WHAT YOU NEED TO DO:
Once you reach the line with "Your task is to find every instance of flat" in the material below, copy each line exactly up to and including the line with "Your task is to find every instance of monument", and skip the pictures.

DATA TO EXAMINE:

○ ○ ○ ○ ○ ○ ○

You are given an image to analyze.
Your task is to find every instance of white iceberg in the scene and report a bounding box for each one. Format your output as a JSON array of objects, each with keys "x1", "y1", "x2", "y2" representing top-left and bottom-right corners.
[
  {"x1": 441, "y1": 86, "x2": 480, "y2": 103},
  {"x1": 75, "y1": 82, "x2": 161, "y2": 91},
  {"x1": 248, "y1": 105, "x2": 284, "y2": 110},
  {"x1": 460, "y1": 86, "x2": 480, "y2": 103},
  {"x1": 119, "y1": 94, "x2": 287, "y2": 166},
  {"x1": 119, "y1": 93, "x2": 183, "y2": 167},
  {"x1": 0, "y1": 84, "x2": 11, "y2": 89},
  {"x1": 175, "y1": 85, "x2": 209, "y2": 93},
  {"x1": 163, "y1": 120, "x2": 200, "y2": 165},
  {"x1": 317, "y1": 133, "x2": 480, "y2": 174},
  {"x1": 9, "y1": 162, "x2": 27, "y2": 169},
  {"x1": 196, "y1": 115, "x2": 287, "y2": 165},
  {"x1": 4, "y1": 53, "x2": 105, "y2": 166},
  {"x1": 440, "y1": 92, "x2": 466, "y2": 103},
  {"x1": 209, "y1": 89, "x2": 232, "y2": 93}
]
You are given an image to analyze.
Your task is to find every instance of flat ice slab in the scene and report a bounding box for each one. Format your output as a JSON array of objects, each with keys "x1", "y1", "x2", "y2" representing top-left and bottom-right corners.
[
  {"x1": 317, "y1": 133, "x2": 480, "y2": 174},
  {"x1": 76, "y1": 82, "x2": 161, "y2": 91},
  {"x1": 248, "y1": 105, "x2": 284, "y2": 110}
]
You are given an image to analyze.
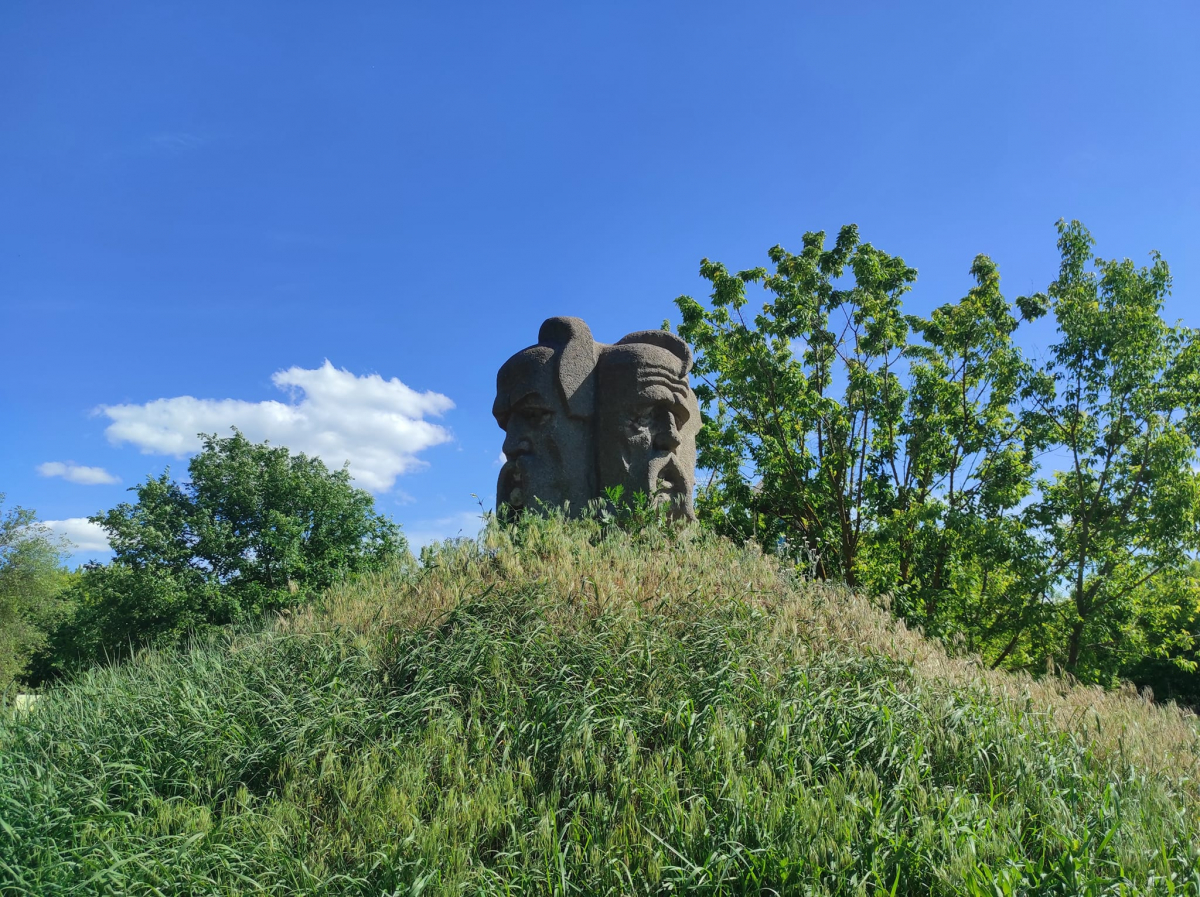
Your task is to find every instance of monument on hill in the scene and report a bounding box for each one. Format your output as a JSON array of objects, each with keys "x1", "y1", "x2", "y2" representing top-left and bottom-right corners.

○ ○ ○ ○ ○ ○ ○

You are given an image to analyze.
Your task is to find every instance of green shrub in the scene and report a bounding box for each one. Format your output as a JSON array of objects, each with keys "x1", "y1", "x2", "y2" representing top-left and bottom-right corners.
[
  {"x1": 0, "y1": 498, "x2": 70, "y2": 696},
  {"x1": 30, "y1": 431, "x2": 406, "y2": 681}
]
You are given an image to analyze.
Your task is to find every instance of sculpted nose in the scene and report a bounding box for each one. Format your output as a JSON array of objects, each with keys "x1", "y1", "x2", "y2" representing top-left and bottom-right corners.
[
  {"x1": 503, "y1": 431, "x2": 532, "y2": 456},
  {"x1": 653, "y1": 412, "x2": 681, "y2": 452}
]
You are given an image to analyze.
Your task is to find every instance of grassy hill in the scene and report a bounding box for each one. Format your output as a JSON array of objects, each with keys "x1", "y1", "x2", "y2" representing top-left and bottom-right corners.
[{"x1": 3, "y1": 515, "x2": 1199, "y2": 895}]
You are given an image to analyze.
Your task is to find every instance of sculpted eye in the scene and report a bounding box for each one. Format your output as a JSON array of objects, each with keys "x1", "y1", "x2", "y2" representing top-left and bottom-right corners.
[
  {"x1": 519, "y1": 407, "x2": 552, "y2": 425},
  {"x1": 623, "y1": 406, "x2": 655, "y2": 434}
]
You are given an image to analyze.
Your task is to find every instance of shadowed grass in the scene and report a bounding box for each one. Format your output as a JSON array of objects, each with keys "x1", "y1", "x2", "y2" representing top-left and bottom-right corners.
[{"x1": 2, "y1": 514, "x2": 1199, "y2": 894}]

○ ○ ○ ○ ○ ○ ○

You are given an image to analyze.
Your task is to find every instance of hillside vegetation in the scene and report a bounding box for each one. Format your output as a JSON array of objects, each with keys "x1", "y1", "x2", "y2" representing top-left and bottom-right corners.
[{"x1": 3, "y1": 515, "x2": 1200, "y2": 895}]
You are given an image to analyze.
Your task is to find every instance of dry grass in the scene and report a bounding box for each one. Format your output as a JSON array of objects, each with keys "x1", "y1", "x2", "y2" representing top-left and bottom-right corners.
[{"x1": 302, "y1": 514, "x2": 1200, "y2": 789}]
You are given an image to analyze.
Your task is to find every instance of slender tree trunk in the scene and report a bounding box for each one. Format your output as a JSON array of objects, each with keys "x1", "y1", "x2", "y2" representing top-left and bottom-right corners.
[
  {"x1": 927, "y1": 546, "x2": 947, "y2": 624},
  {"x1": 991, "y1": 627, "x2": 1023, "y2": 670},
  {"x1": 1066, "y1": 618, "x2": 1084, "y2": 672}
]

○ ○ ○ ○ ○ ○ ○

EXPECTED ANSWER:
Your task is to find every instance of flat ice slab in the scene and report a bounding box for each one. Format your output as a JSON array of objects, each with keys "x1", "y1", "x2", "y2" representing top-left and bottom-right corners.
[
  {"x1": 317, "y1": 133, "x2": 480, "y2": 174},
  {"x1": 76, "y1": 82, "x2": 161, "y2": 91},
  {"x1": 248, "y1": 105, "x2": 284, "y2": 110}
]
You are given an image to analyze.
Your task is to find every instance of monument on hill in the scene and report a bounding box for each one. Format your output as a JSON array of objects, each with keys "x1", "y1", "x2", "y2" representing top-left and bottom-right corners.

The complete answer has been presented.